** Task material follows **
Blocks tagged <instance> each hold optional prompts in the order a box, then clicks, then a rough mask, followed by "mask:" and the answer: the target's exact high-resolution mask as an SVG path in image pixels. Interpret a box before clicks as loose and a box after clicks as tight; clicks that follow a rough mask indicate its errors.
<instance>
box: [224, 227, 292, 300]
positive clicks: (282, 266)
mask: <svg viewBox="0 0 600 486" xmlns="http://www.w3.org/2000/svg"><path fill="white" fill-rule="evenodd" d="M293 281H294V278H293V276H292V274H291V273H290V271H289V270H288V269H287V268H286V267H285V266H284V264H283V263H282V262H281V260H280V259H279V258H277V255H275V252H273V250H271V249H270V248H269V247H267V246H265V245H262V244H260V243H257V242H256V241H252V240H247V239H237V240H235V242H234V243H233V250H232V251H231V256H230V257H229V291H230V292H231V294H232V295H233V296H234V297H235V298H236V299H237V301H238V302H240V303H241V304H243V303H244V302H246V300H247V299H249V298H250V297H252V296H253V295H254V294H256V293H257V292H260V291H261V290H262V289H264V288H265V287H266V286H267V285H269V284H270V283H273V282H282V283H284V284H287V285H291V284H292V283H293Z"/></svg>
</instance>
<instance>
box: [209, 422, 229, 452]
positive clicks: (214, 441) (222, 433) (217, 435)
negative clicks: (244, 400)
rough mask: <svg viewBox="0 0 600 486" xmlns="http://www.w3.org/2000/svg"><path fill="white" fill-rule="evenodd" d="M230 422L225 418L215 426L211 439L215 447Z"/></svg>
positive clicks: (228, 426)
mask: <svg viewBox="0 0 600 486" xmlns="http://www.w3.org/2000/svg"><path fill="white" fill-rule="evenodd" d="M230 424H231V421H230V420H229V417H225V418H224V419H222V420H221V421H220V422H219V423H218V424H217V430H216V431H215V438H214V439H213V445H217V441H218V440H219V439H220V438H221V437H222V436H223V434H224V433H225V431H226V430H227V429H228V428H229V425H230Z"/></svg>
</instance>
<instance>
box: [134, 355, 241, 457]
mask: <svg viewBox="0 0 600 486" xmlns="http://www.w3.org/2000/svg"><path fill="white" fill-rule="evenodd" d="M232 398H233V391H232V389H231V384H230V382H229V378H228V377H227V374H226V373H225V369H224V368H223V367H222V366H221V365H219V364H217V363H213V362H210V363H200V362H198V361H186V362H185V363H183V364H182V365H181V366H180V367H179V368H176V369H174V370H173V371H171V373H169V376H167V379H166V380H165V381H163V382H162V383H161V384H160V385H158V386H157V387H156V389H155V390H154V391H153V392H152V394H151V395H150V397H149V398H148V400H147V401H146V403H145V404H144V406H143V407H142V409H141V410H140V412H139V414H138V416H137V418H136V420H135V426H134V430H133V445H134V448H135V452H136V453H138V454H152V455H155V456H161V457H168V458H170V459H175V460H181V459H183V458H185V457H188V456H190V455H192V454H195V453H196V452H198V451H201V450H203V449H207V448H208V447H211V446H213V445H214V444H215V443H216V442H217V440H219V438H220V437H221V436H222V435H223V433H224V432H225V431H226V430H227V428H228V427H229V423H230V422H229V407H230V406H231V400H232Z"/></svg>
** End of Task material **
Exercise prompt
Print the data word for word.

Result for this task
Blocks tagged <instance> each hold optional prompts in the order a box, then clicks, then a rough mask, followed by "mask:" and the answer: the target's exact high-resolution mask as an SVG path in image pixels. Interpret a box before clicks as loose and a box after clicks as tight; clicks that follow a rough mask indicate its errors.
<instance>
box: [224, 227, 292, 300]
positive clicks: (282, 266)
mask: <svg viewBox="0 0 600 486" xmlns="http://www.w3.org/2000/svg"><path fill="white" fill-rule="evenodd" d="M293 281H294V278H293V276H292V274H291V273H290V271H289V270H288V269H287V268H286V267H285V266H284V264H283V263H282V262H281V260H280V259H279V258H277V255H275V252H273V250H271V249H270V248H269V247H267V246H265V245H262V244H260V243H257V242H256V241H252V240H247V239H237V240H235V242H234V243H233V250H232V251H231V256H230V257H229V291H230V292H231V294H232V295H233V296H234V297H235V298H236V299H237V301H238V302H240V303H241V304H243V303H244V302H246V300H247V299H249V298H250V297H252V296H253V295H254V294H256V293H257V292H260V291H261V290H262V289H264V288H265V287H266V286H267V285H269V284H270V283H273V282H282V283H284V284H287V285H291V284H292V283H293Z"/></svg>
</instance>
<instance>
box: [209, 422, 229, 452]
positive clicks: (214, 441) (222, 433) (217, 435)
negative clicks: (244, 400)
rough mask: <svg viewBox="0 0 600 486" xmlns="http://www.w3.org/2000/svg"><path fill="white" fill-rule="evenodd" d="M230 422L225 418L215 426L211 439L215 447Z"/></svg>
positive clicks: (228, 426)
mask: <svg viewBox="0 0 600 486" xmlns="http://www.w3.org/2000/svg"><path fill="white" fill-rule="evenodd" d="M230 424H231V421H230V420H229V417H225V418H224V419H222V420H221V421H220V422H219V423H218V424H217V430H216V431H215V438H214V439H213V445H217V441H218V440H219V439H220V438H221V437H222V436H223V434H224V433H225V431H226V430H227V429H228V428H229V425H230Z"/></svg>
</instance>
<instance>
box: [134, 355, 241, 457]
mask: <svg viewBox="0 0 600 486" xmlns="http://www.w3.org/2000/svg"><path fill="white" fill-rule="evenodd" d="M232 398H233V391H232V389H231V384H230V382H229V378H228V377H227V374H226V373H225V369H224V368H223V367H222V366H221V365H219V364H217V363H213V362H210V363H200V362H198V361H186V362H185V363H183V364H182V365H181V366H180V367H179V368H176V369H174V370H173V371H171V373H169V376H167V379H166V380H165V381H163V382H162V383H161V384H160V385H158V386H157V387H156V389H155V390H154V391H153V392H152V394H151V395H150V397H149V398H148V400H147V401H146V403H145V404H144V406H143V407H142V409H141V410H140V412H139V414H138V416H137V418H136V420H135V426H134V430H133V445H134V448H135V452H136V453H138V454H152V455H155V456H161V457H168V458H170V459H175V460H181V459H183V458H185V457H188V456H190V455H192V454H195V453H196V452H198V451H201V450H203V449H207V448H208V447H211V446H213V445H214V444H215V443H216V442H217V440H219V438H220V437H221V436H222V435H223V433H224V432H225V431H226V430H227V428H228V427H229V423H230V422H229V407H230V406H231V400H232Z"/></svg>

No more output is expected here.